Text under study:
A PRIVATE security guard employed to cover shifts at Pendennis Shipyard in Falmouth was banned from returning to work after a three week holiday in Nigeria over fears he might have caught the Ebola virus, writes Natasha Swift.

Security officer Sam Ayodele Ogunnoiki came back from a three-week holiday in the African country — officially declared free of the deadly virus — on Saturday to find a letter from his boss informing him that several members of staff had raised concerns about working with him following his trip.

Mr Ogunnoiki, who has worked for St Austell based Stout Security LTD for eight years, was told by director Trevor Mannell that, to allay colleagues’ fears that he was carrying the Ebola virus back with him, he could not allow him to return to work until he had been back in the UK for at least three weeks.

The letter told Mr Ogunnoiki: “I have spoken to you and expressed my very deep concerns about your trip to Nigeria.

“Several members of staff have now voiced their concerns about the possibility of your carrying the Ebola virus back with you and have made it very clear that they are extremely reluctant to work with you on your return.

“One member of staff has even written a clear and concise letter stating the concerns of your work colleagues.

“In this case, I have to support their concerns — especially as I have already voiced them personally to you. In order to allay any fears that you are a carrier for this deadly virus, I feel I cannot allow you to return to work until you have been back in the United Kingdom for three weeks — which is the incubation period.

“I must also request that you visit your doctor on your return and get a clean bill of health before you can start work with us.

“I am very sorry about this Sam, but everyone works in close proximity together and I have to put the concerns of the majority first.”

Nigeria was declared disease-free on October 20 after a 42-day waiting period following a small outbreak of 20 cases of Ebola, which saw eight deaths.

On Monday, Mr Ogunnoiki, who works as a security officer at Pendennis Dockyard, was told by Mr Mannell that the company had sent him an email stating that they did not want him or anyone who had been in contact with Mr Ogunnoiki since his return from the country working at the site.

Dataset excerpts

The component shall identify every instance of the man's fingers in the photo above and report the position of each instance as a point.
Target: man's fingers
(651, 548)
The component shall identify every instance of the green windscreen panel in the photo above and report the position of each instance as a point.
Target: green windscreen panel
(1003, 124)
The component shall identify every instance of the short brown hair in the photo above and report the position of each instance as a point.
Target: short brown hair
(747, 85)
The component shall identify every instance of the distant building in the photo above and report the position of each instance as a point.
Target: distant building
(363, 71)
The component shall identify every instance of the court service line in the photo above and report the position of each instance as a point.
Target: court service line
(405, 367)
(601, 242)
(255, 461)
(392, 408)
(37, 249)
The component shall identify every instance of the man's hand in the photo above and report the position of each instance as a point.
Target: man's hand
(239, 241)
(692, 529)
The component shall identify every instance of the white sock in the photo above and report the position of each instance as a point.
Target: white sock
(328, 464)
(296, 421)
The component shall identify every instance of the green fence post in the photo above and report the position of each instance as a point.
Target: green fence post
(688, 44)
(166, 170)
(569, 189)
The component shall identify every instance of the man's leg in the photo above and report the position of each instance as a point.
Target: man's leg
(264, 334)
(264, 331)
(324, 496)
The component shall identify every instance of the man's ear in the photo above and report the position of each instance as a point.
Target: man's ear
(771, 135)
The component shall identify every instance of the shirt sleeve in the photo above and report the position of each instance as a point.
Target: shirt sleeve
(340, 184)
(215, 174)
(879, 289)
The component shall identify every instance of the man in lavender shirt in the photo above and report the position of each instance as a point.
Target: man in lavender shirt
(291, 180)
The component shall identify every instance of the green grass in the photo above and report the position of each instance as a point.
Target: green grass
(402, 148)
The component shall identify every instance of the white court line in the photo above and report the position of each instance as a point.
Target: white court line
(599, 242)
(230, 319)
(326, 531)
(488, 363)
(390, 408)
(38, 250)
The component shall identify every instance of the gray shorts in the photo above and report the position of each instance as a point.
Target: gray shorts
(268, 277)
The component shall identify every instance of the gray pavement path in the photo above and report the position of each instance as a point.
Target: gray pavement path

Assigned task: According to the article about the security guard barred from work, how many years had Mr Ogunnoiki worked for Stout Security LTD? The material has no connection to the article about the security guard barred from work.

Exercise answer: Eight years.